##### EXTRAIT CHOISI #####

Maroc-gate : L’enquête s’élargit à plus d’eurodéputés
Comme prévu, la présidence du Parlement européen a lancé les procédures pouvant mener à la levée de l’immunité parlementaire de deux eurodéputés, à la demande des autorités judiciaires belges.
Ces demandes de levée d’immunité, dans le cadre de la vaste enquête belge sur des faits présumés de corruption et de blanchiment d’argent autour du Parlement européen, concernent l’élu belge PS Marc Tarabella et l’Italien Andrea Cozzolino, également du groupe des S&D (socialistes et démocrates, deuxième force de l’assemblée).
Le Belge et l’Italien avaient déjà été suspendus par leur groupe politique au Parlement européen ainsi que par leur parti national respectif, le temps de la procédure judiciaire. Le communiqué du Parlement européen ne les cite pas, mais une source bien informée confirme qu’il s’agit bien de ces deux hommes.
Selon la procédure, la demande doit d’abord être annoncée en plénière, ce qui devrait être le cas le 16 janvier, puis être confiée à la commission des affaires juridiques du Parlement. Cette commission établit ensuite une recommandation, pour ou contre la levée de l’immunité parlementaire, qui doit ensuite être votée en plénière.

#####

OBJECTIF A:
Selon l'article sur le Maroc-gate, quelle commission du Parlement établit la recommandation sur la levée de l'immunité parlementaire ?
OBJECTIF B:
Reprenez, s'il vous plaît, l'article sur le Maroc-gate à la suite de sa dernière phrase.

##### DONNÉES BRUTES #####

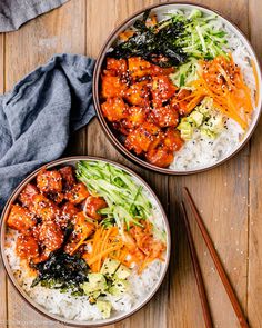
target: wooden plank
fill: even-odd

#####

RÉPONSE A:
La commission des affaires juridiques du Parlement.

RÉPONSE B:
Le domicile de Marc Tarabella avait été perquisitionné le 10 décembre dernier, en présence de la présidente Metsola. L’ex-ministre wallon et bourgmestre d’Anthisnes assure n’avoir rien à cacher et collaborer avec la justice. Il nie toute implication dans une quelconque corruption par le régime qatari.
Marc Tarabella siège depuis 2004 au Parlement européen où il est notamment, sous cette législature, vice-président de la délégation parlementaire avec la péninsule arabique (DARP). Si au sein des services de renseignement et du contre-espionnage le maitre-mot doit être la discrétion et le secret, force est de relever que le linge sale de la DGED est désormais étalé sur la place publique.
Même son patron, Yacine Mansouri, est carrément recherché par Interpol pour le compte de la justice bruxelloise. Cela traduit la ruine totale des services de renseignements marocains. Celle de leur diplomatie aussi. Ces deux services, à force de jouer avec le feu, ont comme de juste fini par se brûler.
Aujourd’hui, les noms, les photos et les frasques de plusieurs officiers de la DGED sont étalés sur la place publique, synonyme de leur totale mise à mort professionnelle.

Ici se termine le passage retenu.